- **Excerpt to read**:
-------

'Outcry' Doc Examines What Really Happened in Greg Kelley Child Sex Assault Case


“Outcry” looks into the case of high school football star Greg Kelley, who was arrested, charged and sentenced for sexually assaulting a 4-year-old boy in 2013

At a documentary screening a few years back, a friend pulled aside the director Pat Kondelis and told him about a story he should look into. This happens to Kondelis all the time, so he thought little of the tip, consumed as he was with publicity for Disgraced, his Emmy-award winning dive into the Baylor basketball murder-and-coverup scandal that aired on Showtime.

Eventually, Kondelis did look into the saga his friend had recommended. The one about Greg Kelley, the high school football star from Leander, Texas, a small city of roughly 50,000 north of Austin. Kelley was set to begin his senior season in 2013 when he was arrested and charged with sexually assaulting a 4-year-old boy, a crime for which he would eventually be sentenced to 25 years in state prison without parole. By the time Kondelis dove in, Kelley had a large group of fervent supporters, a devastated family, strong evidence his case had been mishandled by the Cedar Park Police Department and his own initial counsel, and something else that appealed to Kondelis—a story that spoke to universal themes like football in America and politics interfering in small-town justice with a case unlike any he’d ever come across. Since Kondelis is also based in Austin, he knew that officers in Williamson County, like those in Cedar Park, had long been accused of corruption.

-------

- **Aim of the exercise**: Copy the article on the Greg Kelley case word for word, starting with "At a documentary" and going on through "aired on Showtime.".

- **Study material**:
-------

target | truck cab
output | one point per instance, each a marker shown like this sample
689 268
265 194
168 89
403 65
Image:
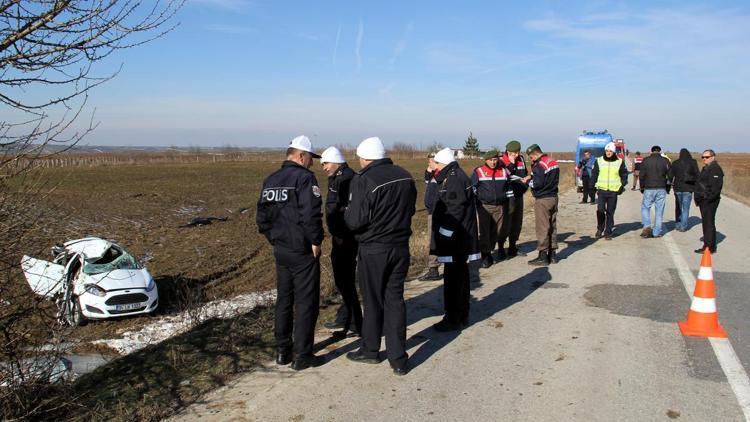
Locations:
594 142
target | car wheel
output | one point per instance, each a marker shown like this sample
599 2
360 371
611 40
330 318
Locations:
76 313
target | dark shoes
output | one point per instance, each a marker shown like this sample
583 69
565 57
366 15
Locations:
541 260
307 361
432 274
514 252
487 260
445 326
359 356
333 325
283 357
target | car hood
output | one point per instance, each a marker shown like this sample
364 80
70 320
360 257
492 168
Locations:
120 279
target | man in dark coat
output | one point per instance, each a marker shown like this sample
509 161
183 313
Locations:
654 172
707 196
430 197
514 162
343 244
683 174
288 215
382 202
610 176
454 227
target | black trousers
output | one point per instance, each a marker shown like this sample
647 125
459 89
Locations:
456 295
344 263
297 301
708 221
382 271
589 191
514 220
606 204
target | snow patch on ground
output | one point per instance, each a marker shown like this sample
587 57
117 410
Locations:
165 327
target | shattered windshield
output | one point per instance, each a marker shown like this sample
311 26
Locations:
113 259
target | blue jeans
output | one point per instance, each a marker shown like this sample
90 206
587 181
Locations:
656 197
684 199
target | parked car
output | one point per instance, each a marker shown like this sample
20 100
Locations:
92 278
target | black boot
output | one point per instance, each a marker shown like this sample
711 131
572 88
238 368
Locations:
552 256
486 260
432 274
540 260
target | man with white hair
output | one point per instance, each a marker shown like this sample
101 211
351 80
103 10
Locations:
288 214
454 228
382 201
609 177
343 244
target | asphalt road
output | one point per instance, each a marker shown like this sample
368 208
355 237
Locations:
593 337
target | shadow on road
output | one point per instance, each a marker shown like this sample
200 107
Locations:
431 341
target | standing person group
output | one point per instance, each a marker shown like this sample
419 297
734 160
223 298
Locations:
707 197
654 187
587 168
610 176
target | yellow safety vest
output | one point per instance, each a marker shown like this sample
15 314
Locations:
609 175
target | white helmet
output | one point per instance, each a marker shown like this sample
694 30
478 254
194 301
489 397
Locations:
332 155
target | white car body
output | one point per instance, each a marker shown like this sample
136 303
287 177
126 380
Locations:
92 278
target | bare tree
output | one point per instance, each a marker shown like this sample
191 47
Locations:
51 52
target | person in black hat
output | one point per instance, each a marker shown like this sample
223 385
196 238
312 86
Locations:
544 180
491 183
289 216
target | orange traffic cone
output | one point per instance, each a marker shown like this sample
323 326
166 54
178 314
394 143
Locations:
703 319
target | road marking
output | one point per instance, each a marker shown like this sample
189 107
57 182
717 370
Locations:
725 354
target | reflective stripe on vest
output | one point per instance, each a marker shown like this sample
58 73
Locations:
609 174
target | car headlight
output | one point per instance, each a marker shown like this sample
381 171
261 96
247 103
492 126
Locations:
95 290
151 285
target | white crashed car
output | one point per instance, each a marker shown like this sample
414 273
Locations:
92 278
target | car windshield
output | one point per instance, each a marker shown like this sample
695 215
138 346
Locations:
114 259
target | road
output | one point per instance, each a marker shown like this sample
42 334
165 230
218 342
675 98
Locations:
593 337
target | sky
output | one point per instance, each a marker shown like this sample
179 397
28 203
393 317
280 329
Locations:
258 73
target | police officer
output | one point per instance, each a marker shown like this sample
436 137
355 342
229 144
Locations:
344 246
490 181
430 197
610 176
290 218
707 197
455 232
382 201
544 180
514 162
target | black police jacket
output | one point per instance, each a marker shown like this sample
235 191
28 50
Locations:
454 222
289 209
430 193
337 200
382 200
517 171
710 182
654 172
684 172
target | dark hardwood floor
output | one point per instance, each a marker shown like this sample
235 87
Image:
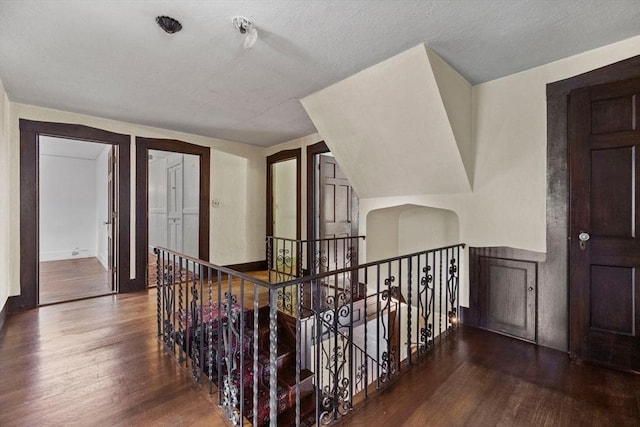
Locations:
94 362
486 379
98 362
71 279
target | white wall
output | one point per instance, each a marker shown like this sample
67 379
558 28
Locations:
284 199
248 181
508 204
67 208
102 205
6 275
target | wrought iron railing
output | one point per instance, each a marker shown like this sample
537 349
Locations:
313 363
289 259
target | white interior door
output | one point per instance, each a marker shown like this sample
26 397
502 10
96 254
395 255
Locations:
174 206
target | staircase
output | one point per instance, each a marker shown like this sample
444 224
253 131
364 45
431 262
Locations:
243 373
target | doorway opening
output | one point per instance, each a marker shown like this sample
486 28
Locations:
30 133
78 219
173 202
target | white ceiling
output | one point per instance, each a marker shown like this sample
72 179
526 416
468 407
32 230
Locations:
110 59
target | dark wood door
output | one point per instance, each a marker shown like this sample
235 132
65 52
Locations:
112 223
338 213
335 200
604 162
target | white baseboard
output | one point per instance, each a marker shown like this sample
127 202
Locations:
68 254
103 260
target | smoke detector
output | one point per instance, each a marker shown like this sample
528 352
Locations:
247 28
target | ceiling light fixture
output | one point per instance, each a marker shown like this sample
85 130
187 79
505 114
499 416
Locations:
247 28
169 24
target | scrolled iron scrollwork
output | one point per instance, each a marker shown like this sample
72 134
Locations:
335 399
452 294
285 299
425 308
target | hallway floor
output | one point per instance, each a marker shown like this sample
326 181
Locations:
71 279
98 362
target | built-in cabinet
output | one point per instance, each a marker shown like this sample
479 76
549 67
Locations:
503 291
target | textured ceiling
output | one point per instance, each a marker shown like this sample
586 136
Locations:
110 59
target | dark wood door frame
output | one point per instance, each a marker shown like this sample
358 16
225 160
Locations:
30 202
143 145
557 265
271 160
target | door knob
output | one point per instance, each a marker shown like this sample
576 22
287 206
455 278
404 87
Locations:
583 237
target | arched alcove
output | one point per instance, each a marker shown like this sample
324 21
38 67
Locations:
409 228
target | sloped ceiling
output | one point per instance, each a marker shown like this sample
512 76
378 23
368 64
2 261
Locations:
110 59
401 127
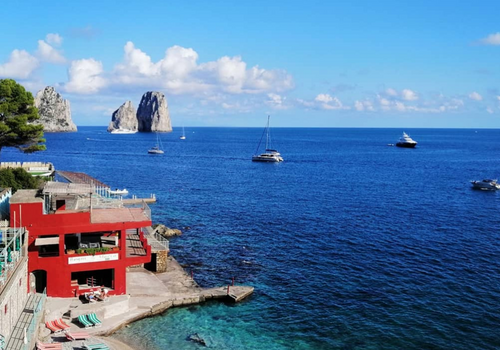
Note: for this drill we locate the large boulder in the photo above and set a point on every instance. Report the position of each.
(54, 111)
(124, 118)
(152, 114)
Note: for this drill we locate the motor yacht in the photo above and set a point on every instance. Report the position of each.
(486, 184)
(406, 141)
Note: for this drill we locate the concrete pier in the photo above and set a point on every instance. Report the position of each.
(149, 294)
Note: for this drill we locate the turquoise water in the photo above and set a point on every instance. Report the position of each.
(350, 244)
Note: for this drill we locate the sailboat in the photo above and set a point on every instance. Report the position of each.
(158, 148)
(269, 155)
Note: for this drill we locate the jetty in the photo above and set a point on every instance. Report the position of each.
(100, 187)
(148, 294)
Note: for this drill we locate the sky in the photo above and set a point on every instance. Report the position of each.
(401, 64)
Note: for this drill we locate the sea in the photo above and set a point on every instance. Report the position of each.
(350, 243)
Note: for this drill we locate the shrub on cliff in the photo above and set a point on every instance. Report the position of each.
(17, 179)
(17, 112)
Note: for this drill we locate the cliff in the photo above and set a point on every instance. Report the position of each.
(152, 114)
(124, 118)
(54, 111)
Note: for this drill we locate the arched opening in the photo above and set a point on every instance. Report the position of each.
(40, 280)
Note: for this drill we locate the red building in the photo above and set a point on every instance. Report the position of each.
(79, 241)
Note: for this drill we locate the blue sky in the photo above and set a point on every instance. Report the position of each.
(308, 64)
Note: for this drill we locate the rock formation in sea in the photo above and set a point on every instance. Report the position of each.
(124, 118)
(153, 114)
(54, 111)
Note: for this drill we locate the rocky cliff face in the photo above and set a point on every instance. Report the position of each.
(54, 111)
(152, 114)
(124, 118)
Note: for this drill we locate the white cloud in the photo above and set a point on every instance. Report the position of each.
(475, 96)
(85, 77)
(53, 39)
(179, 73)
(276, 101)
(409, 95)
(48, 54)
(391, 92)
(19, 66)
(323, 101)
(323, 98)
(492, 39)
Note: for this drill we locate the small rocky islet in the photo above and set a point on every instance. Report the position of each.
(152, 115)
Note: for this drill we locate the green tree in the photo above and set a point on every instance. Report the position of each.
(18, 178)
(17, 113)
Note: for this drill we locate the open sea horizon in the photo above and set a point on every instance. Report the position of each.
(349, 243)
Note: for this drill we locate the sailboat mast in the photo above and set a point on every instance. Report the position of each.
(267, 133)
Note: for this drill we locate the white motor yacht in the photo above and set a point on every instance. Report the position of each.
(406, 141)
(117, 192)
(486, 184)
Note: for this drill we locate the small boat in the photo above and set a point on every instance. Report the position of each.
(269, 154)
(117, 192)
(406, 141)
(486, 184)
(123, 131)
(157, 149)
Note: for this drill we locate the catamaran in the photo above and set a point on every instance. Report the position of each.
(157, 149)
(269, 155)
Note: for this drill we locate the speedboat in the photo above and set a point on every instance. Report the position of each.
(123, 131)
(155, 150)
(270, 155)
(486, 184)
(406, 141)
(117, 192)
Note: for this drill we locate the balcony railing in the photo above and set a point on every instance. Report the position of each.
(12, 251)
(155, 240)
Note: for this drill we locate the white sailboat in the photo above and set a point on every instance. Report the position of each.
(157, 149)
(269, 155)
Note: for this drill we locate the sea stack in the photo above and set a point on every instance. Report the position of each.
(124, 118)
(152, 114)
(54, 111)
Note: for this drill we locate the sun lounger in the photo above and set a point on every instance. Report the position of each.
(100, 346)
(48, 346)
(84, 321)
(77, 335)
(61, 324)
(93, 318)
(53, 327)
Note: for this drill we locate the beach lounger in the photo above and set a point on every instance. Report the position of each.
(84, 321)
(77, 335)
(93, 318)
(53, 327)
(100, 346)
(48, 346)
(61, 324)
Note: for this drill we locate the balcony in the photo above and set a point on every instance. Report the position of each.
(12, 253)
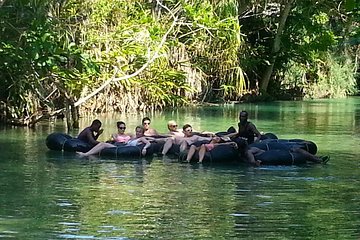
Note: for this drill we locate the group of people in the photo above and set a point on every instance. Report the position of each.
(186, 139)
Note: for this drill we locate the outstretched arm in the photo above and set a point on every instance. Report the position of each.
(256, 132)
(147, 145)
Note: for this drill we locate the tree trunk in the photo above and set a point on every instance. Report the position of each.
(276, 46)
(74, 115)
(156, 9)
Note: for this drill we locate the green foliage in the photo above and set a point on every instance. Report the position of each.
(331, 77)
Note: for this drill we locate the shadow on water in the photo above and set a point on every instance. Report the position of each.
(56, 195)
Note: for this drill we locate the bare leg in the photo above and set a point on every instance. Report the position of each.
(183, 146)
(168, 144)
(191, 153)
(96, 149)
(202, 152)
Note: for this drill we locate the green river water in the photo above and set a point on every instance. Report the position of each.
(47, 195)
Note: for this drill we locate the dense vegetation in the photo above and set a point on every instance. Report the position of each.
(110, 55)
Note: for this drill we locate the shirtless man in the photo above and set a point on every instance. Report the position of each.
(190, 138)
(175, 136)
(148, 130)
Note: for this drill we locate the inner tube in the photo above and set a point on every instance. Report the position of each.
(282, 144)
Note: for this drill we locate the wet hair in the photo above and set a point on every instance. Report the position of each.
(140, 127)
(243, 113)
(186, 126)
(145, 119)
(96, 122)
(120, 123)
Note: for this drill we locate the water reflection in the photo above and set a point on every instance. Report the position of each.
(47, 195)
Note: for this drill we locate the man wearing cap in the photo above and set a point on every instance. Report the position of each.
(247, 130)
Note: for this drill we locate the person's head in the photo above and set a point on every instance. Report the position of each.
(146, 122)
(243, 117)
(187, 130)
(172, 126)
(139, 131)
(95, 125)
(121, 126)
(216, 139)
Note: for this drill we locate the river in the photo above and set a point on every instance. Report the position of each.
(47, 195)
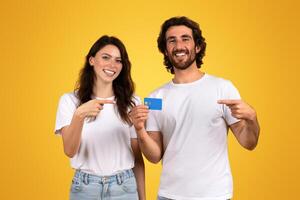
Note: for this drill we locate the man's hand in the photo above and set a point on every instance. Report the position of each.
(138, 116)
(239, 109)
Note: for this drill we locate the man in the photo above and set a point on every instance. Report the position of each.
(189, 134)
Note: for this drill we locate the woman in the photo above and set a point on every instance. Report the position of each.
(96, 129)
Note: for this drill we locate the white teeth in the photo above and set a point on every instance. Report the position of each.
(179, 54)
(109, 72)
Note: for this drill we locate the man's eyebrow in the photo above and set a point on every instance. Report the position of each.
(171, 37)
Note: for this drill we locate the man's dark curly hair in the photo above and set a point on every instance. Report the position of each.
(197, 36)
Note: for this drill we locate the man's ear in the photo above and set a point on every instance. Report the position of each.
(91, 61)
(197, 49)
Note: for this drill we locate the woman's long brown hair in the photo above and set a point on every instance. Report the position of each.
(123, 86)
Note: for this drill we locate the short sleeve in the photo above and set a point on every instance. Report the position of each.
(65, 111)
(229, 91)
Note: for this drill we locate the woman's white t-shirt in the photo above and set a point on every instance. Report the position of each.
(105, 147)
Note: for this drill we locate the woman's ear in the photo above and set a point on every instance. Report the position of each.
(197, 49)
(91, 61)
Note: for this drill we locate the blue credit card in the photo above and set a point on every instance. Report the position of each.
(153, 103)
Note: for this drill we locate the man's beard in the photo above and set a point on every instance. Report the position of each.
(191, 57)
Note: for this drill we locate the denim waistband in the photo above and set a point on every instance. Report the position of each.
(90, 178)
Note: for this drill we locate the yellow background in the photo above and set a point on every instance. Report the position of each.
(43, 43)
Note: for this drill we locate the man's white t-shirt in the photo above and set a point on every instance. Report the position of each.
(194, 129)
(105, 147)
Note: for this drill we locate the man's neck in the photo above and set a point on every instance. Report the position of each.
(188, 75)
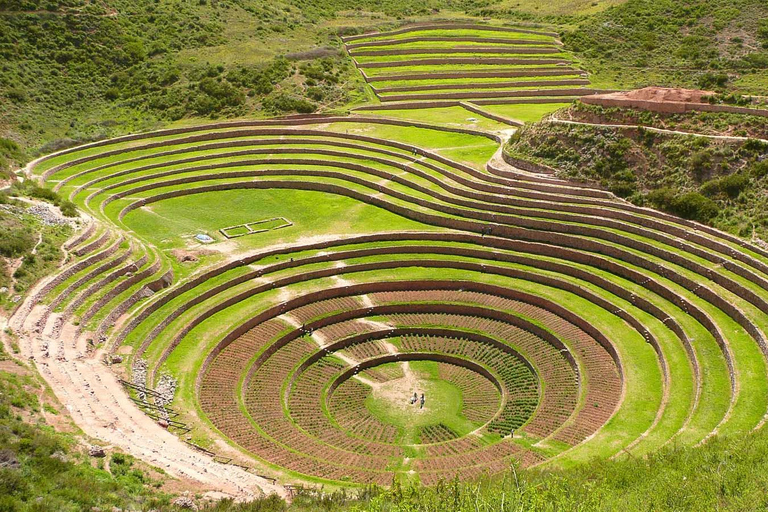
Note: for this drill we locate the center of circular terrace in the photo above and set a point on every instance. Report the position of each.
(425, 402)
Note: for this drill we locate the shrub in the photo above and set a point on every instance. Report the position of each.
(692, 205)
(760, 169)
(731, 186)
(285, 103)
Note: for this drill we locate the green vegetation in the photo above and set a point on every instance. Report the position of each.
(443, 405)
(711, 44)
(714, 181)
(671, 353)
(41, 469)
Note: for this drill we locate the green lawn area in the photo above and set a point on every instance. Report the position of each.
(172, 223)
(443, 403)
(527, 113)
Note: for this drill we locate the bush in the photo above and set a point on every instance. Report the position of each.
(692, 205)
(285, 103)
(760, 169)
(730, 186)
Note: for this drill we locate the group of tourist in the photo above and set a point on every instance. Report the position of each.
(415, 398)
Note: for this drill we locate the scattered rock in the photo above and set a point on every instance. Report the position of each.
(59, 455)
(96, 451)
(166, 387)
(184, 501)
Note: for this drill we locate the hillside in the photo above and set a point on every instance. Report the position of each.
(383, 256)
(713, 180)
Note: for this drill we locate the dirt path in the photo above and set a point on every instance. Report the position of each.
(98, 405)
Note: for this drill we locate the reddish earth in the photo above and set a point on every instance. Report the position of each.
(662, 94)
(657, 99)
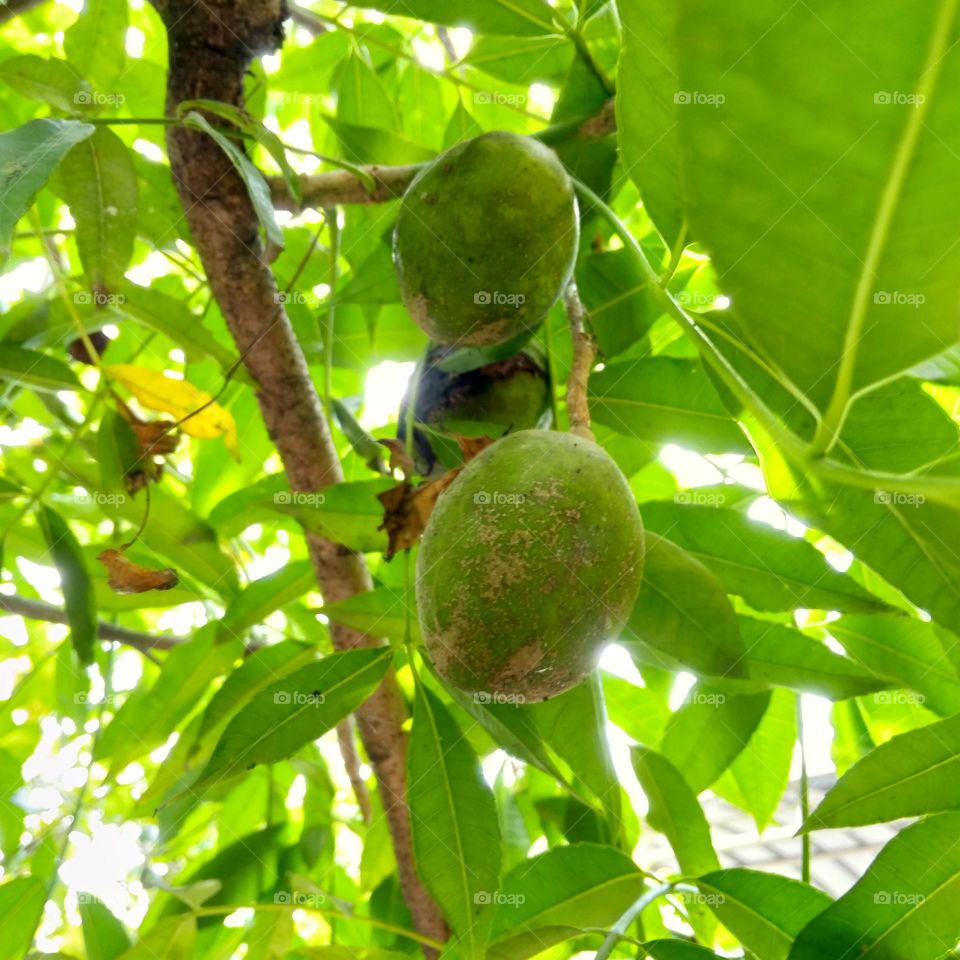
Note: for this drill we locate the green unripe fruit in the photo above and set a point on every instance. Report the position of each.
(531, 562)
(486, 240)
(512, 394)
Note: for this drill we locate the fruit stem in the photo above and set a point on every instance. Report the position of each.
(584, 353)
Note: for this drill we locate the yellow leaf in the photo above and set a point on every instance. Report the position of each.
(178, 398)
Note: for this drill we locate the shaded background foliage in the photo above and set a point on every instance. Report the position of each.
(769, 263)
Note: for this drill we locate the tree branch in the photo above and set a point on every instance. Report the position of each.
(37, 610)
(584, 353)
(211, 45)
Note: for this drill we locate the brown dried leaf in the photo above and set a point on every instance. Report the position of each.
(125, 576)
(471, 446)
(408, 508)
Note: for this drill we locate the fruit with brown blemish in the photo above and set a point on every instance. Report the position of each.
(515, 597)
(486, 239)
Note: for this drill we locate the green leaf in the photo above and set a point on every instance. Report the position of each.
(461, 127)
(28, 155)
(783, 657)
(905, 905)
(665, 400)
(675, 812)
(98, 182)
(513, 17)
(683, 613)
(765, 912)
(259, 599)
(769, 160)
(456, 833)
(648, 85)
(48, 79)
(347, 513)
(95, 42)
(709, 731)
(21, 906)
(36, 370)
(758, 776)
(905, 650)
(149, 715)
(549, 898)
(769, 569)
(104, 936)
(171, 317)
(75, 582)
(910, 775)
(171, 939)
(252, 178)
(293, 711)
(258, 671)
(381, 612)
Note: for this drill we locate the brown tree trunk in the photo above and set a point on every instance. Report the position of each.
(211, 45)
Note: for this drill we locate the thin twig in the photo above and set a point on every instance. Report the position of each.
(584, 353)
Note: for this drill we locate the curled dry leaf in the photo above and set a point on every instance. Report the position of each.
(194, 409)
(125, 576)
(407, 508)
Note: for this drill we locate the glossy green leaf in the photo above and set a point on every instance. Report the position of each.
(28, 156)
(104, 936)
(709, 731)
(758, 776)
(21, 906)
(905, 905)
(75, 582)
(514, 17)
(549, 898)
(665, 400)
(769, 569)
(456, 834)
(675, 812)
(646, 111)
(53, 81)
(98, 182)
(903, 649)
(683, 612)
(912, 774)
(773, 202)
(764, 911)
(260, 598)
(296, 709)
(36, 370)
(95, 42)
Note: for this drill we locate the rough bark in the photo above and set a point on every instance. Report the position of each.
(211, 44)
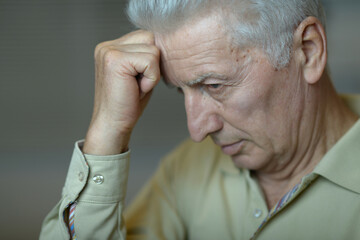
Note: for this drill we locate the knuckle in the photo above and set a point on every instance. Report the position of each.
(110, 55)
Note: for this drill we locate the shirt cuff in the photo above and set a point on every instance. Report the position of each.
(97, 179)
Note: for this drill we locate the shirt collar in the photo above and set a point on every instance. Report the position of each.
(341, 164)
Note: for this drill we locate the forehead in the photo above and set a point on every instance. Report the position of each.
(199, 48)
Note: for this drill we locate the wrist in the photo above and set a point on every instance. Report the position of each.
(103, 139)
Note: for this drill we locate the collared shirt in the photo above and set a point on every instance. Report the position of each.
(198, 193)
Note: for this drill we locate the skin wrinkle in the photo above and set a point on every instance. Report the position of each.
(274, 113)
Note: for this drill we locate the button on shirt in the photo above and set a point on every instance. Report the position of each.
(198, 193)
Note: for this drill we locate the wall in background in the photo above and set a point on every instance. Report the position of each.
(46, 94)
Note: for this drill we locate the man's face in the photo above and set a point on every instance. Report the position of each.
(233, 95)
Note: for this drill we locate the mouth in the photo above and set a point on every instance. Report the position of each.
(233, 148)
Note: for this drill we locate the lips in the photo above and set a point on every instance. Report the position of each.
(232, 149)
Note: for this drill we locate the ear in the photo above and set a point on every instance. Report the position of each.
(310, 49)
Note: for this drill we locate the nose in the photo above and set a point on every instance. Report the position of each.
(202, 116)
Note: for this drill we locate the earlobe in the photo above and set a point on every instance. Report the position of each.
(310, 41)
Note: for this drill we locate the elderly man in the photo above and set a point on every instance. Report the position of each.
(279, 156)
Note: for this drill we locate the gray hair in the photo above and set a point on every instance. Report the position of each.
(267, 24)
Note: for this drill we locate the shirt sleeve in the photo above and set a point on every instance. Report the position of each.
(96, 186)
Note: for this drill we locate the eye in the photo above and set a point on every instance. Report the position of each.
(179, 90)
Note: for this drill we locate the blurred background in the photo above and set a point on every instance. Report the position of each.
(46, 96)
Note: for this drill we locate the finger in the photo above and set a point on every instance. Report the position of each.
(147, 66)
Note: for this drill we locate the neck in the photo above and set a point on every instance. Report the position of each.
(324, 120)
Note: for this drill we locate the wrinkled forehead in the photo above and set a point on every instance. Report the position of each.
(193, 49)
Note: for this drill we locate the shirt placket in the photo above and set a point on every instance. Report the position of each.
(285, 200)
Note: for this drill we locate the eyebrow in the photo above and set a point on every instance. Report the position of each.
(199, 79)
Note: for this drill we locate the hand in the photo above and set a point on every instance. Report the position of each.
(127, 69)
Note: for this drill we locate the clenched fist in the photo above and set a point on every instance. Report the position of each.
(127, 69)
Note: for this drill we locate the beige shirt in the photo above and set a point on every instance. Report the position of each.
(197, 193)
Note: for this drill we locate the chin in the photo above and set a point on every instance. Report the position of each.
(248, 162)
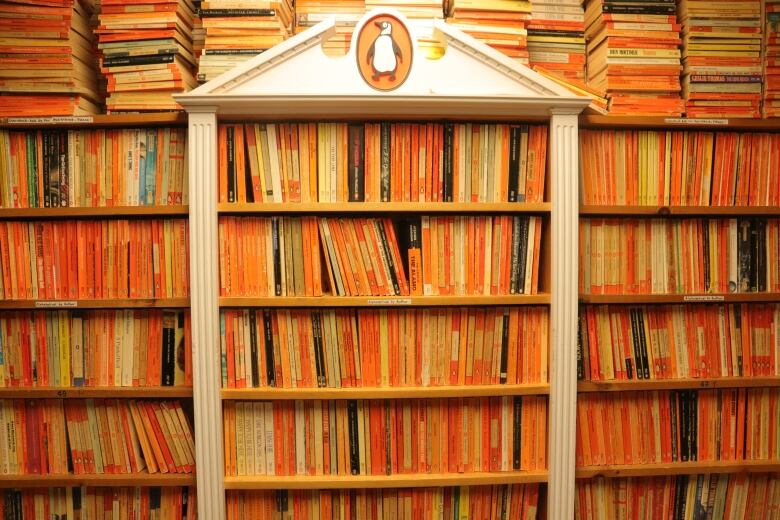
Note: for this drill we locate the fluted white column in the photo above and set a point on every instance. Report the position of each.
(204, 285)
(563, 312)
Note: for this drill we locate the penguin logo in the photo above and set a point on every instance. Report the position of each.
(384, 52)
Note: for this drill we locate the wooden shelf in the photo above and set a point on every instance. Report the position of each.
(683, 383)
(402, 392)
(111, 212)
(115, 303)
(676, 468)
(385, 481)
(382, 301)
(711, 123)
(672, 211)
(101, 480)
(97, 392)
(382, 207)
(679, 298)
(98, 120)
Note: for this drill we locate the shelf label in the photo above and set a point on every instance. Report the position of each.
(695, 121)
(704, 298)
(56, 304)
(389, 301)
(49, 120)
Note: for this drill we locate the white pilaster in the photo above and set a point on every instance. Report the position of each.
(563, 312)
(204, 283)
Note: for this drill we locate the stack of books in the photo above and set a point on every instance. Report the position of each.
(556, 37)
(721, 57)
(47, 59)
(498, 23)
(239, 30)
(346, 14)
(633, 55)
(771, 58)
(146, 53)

-------

- **Reply to the exercise**:
At a documentary screening a few years back, a friend pulled aside the director Pat Kondelis and told him about a story he should look into. This happens to Kondelis all the time, so he thought little of the tip, consumed as he was with publicity for Disgraced, his Emmy-award winning dive into the Baylor basketball murder-and-coverup scandal that aired on Showtime.